- WRITTEN TASK -
Extract every line of the data below that contains the word "soil". Letter case matters.

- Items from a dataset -
════════════════

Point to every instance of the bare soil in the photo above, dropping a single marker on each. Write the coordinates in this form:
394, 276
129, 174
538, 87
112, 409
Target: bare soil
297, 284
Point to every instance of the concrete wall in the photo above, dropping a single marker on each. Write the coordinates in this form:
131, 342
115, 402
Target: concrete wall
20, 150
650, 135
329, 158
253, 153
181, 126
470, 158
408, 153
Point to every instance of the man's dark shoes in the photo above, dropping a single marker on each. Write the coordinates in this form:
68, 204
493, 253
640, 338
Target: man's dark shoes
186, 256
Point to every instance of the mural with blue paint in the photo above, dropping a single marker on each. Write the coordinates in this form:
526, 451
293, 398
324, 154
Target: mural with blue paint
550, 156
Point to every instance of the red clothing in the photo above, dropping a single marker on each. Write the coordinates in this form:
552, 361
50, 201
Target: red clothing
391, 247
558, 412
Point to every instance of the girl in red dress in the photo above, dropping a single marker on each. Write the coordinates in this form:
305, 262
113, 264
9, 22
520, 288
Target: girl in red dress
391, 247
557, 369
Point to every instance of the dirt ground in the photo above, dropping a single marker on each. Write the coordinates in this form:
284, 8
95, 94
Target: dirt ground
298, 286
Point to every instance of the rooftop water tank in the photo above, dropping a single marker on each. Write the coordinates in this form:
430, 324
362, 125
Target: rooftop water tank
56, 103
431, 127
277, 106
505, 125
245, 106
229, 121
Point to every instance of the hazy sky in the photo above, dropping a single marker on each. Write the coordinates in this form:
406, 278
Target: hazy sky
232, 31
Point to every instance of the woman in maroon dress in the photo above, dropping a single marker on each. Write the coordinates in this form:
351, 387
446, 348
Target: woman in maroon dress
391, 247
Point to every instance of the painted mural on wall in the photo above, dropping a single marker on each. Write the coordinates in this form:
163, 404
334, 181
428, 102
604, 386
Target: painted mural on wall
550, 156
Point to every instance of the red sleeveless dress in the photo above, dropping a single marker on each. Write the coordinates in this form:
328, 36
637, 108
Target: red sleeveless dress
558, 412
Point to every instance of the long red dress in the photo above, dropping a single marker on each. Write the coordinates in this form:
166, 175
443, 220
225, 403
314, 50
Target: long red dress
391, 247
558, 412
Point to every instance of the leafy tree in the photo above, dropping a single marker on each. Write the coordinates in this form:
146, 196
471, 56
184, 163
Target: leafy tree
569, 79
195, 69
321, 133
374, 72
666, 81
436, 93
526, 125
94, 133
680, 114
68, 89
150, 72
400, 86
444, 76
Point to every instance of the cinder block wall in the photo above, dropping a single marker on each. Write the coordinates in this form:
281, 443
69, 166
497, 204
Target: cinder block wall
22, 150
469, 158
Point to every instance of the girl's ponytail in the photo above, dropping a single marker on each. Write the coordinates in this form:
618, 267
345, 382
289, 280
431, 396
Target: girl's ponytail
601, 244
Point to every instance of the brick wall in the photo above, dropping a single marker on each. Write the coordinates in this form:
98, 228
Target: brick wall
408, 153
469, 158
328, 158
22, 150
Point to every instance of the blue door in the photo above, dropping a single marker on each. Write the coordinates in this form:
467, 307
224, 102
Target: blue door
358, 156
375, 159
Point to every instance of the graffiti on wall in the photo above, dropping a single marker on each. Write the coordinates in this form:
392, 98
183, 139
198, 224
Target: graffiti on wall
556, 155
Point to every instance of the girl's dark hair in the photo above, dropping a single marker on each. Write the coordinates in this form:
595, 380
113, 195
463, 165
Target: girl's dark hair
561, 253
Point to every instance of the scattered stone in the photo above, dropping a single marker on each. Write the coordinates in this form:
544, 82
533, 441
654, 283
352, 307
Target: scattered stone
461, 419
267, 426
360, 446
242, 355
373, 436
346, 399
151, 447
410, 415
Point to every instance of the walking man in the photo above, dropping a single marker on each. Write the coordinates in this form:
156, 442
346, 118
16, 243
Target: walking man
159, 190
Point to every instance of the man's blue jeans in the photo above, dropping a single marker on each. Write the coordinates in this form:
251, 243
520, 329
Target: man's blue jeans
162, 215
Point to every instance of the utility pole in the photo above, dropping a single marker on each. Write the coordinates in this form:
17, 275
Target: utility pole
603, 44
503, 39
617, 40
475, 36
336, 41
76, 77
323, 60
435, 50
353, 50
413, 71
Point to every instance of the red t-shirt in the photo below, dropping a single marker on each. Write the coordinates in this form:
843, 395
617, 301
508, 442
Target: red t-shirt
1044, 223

════════════════

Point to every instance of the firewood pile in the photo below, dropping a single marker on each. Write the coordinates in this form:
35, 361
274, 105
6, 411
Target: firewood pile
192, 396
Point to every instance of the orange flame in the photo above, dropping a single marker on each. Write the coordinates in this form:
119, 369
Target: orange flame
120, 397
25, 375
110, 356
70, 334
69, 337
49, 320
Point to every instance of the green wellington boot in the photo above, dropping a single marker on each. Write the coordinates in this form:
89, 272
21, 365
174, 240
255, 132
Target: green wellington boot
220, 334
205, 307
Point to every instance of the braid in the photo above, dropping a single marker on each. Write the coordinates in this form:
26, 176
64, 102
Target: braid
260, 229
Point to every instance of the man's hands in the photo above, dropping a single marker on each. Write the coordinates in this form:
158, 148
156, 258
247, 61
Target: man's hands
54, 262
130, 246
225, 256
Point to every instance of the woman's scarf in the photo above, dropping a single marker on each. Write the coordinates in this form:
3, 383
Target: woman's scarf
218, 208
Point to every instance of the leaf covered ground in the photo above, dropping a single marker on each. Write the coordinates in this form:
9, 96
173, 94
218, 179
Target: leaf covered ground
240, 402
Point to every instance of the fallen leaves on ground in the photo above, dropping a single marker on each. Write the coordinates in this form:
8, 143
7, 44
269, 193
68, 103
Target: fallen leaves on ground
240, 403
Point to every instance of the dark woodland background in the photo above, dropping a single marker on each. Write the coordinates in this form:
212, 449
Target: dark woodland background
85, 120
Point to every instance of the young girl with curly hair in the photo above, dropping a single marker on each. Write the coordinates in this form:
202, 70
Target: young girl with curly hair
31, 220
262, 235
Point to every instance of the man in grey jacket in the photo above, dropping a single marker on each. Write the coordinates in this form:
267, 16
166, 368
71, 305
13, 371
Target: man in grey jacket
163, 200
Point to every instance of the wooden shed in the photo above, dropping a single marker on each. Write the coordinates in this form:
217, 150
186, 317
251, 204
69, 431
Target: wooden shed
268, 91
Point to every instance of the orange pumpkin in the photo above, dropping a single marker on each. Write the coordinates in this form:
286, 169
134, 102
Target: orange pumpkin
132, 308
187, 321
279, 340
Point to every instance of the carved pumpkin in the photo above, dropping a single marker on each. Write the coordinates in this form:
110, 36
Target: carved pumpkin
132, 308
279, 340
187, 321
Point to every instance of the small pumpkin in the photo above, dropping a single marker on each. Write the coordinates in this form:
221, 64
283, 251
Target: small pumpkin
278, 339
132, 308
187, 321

════════════════

- REPLY -
Point to every instance of the bare soil in the photo above, dropping a single marker on each. Write the coordinates in this form:
Target: bare soil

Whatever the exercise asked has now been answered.